→ **Directions**
Your answer should consist of the lines in the listing that hold "white".

Data below:

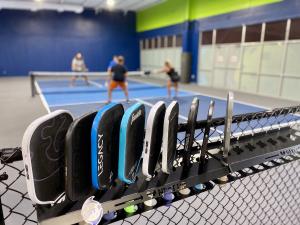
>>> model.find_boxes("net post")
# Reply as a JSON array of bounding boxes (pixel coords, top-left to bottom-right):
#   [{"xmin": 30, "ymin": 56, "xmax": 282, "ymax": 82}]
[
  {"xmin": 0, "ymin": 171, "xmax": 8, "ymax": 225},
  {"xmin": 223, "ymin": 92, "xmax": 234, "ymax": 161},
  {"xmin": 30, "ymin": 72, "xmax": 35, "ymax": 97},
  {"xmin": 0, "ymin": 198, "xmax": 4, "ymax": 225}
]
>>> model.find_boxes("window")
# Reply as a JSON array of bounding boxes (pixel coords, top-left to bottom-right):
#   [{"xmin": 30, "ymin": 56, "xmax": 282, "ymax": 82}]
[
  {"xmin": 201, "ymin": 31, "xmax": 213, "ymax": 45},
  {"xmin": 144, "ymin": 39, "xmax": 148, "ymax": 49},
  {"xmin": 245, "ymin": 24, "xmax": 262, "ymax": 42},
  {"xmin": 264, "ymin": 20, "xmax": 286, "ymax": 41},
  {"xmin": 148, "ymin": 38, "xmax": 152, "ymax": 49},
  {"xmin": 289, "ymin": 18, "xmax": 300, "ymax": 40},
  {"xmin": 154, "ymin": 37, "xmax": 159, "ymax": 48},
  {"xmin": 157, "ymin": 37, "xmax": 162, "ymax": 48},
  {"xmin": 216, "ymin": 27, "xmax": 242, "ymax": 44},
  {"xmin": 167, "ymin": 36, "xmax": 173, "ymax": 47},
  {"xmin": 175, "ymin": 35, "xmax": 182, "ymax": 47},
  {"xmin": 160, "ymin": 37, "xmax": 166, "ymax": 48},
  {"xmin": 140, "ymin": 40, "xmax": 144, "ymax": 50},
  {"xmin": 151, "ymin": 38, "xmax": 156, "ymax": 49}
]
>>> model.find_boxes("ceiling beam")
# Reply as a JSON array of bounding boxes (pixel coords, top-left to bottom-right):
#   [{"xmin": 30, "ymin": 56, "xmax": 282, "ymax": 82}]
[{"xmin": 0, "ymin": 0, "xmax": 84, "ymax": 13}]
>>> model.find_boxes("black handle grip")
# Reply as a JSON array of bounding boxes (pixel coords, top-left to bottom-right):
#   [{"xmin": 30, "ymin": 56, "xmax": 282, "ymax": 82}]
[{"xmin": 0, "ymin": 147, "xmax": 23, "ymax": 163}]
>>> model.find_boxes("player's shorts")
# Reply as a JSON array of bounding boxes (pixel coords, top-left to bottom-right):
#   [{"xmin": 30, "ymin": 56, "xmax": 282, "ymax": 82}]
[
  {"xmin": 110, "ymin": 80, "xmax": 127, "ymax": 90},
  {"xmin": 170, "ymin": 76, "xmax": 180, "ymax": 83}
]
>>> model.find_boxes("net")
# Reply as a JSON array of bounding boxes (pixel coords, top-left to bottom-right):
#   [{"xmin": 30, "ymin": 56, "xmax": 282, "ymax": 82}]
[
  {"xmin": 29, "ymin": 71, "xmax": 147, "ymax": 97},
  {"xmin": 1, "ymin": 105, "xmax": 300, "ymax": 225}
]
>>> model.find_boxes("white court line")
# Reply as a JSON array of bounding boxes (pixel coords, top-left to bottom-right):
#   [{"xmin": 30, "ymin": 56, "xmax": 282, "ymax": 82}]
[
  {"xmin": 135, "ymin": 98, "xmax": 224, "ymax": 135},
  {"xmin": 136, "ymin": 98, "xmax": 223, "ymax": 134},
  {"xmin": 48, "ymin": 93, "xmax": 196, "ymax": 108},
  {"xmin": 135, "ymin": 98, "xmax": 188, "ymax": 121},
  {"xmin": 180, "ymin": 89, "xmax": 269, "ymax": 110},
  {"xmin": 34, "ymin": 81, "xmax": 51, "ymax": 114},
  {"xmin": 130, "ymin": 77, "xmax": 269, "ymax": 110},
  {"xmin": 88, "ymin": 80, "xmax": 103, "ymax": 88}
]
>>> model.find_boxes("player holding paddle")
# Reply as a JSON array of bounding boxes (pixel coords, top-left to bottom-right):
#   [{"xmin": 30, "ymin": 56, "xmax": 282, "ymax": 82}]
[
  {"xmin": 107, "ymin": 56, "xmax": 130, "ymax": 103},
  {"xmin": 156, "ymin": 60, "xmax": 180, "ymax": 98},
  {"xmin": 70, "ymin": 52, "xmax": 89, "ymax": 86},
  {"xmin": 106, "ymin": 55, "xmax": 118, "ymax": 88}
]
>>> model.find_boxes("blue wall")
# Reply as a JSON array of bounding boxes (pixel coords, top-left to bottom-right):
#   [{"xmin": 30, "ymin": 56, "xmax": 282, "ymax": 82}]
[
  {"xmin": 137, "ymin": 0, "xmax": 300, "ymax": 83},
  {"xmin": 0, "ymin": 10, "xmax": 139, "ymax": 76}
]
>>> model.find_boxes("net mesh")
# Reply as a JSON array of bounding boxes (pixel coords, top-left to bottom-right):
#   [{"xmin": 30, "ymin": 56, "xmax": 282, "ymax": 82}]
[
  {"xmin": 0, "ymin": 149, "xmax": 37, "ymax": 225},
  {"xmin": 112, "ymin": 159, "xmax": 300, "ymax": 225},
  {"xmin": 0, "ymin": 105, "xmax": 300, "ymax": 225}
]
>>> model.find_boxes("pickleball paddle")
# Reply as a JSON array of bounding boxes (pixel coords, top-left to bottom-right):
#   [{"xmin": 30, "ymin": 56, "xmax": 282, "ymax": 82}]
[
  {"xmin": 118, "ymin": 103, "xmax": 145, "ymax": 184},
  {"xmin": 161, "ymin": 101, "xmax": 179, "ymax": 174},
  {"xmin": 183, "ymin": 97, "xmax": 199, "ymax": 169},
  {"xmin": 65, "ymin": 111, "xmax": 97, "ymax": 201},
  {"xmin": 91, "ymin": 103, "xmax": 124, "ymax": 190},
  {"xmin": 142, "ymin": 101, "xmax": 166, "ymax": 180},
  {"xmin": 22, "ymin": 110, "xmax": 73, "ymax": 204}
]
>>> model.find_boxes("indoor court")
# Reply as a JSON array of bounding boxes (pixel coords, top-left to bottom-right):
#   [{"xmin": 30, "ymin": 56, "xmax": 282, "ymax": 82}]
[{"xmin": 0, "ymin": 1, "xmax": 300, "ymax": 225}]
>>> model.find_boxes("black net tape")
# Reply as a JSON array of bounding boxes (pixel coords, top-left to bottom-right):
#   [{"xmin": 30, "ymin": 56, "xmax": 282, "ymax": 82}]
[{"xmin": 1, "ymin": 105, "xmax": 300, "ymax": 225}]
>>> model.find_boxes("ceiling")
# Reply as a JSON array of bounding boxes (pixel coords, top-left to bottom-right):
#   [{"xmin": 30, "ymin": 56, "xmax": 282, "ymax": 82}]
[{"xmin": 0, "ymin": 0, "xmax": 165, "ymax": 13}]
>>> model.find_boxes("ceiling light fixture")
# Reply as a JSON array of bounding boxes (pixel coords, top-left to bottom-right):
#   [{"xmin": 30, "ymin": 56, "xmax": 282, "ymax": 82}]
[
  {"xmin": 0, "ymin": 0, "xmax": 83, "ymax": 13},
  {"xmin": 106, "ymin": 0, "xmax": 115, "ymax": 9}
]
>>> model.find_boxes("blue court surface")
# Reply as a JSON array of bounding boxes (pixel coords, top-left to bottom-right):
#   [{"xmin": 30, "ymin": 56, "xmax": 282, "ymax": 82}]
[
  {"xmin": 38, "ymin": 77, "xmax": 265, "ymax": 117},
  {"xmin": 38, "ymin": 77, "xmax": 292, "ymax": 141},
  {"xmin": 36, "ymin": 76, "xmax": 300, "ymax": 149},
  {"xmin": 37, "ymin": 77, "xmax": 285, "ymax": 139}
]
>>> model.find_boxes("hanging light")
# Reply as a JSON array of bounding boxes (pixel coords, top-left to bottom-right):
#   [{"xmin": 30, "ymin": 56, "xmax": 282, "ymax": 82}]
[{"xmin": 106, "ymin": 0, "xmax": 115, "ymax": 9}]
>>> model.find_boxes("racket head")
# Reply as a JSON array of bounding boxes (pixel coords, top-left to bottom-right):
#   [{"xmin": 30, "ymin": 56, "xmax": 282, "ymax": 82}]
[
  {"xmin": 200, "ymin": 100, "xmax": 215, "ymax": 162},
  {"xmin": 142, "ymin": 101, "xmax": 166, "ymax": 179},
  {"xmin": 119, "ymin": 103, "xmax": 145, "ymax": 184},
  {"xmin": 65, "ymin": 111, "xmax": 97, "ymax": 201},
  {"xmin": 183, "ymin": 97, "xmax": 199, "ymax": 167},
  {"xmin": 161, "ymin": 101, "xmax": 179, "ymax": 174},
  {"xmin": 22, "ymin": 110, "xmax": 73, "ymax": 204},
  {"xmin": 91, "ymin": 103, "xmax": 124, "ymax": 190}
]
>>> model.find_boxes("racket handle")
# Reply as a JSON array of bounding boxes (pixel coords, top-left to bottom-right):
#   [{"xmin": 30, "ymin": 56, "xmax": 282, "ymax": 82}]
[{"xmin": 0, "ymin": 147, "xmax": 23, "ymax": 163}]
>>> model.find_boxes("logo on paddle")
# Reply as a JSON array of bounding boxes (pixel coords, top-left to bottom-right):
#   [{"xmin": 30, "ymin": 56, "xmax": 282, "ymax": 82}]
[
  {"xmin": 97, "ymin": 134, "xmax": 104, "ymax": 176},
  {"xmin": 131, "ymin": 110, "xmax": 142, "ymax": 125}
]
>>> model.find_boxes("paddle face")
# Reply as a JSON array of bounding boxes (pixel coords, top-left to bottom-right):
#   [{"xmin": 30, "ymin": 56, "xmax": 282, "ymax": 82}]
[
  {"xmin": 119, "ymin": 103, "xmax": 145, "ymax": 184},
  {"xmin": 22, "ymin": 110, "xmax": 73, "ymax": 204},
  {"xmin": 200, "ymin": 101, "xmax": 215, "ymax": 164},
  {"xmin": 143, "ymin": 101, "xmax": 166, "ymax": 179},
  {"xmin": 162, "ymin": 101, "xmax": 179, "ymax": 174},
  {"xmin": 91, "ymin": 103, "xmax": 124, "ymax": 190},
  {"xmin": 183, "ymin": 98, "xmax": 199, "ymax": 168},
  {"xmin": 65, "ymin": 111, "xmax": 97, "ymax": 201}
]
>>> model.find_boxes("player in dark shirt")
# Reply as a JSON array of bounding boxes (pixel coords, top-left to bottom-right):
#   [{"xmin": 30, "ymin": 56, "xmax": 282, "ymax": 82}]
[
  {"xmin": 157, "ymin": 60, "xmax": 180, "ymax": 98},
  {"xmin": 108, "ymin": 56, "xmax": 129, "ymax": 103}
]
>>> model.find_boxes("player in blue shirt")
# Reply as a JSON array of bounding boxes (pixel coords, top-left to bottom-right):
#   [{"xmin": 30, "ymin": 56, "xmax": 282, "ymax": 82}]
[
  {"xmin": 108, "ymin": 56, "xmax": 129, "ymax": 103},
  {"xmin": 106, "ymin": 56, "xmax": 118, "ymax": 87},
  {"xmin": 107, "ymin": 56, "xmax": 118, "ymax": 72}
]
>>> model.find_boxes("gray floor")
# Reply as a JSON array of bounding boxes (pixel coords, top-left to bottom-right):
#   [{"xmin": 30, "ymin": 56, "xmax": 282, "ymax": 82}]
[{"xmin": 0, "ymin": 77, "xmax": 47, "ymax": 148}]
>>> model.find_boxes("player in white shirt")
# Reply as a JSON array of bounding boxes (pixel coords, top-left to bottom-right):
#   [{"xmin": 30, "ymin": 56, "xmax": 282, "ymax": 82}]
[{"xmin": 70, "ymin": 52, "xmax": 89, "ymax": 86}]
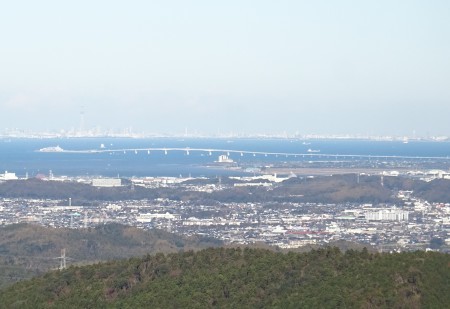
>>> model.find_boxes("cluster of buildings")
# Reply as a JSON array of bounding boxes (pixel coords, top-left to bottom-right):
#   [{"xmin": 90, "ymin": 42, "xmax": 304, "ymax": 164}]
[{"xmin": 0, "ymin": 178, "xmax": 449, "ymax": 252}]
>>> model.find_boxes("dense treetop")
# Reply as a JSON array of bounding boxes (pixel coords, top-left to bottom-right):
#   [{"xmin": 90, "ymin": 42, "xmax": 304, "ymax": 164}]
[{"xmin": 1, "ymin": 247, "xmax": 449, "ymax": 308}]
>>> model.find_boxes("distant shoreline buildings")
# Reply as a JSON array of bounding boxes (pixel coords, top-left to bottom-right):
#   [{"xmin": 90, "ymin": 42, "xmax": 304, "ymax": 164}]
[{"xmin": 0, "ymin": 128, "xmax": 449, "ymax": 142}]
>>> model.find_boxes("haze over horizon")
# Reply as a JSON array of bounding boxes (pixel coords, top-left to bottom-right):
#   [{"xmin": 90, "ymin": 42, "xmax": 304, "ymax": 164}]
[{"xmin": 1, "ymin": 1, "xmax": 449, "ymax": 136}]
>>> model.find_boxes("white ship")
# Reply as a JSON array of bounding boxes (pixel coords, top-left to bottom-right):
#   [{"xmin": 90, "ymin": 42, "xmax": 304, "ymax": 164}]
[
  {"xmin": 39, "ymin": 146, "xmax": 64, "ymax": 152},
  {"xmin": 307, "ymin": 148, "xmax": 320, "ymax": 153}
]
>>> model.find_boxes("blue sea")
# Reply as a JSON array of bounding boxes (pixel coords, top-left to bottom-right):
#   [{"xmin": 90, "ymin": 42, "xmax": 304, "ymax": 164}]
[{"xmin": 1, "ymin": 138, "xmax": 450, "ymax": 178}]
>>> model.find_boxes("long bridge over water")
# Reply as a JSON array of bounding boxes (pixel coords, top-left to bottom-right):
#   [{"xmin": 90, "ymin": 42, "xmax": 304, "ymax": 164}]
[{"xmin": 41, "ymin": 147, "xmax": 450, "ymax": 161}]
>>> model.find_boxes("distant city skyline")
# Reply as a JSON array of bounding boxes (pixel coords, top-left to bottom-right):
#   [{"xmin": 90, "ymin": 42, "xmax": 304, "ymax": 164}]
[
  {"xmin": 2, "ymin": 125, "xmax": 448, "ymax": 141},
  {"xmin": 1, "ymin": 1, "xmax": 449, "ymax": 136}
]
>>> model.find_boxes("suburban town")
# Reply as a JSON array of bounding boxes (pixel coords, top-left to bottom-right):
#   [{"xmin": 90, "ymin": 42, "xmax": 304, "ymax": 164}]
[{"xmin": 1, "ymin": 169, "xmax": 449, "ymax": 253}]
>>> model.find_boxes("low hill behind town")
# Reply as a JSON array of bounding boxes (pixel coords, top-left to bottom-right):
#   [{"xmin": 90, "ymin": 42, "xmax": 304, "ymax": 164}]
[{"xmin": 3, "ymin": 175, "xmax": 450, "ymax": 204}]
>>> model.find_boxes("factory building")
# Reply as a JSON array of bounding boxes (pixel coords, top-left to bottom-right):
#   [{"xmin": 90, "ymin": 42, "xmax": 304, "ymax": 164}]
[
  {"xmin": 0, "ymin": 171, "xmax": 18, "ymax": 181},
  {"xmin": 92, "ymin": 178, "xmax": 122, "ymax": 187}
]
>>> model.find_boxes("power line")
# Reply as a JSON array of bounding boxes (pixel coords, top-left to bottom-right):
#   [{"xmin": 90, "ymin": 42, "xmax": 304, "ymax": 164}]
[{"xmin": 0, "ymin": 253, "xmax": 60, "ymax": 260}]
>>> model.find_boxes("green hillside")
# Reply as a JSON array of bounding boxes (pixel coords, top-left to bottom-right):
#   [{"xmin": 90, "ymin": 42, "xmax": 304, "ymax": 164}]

End of Data.

→ **Exercise response**
>>> model.find_boxes("white court line")
>>> model.find_boxes("player in white shirt")
>>> model.find_boxes("white ship")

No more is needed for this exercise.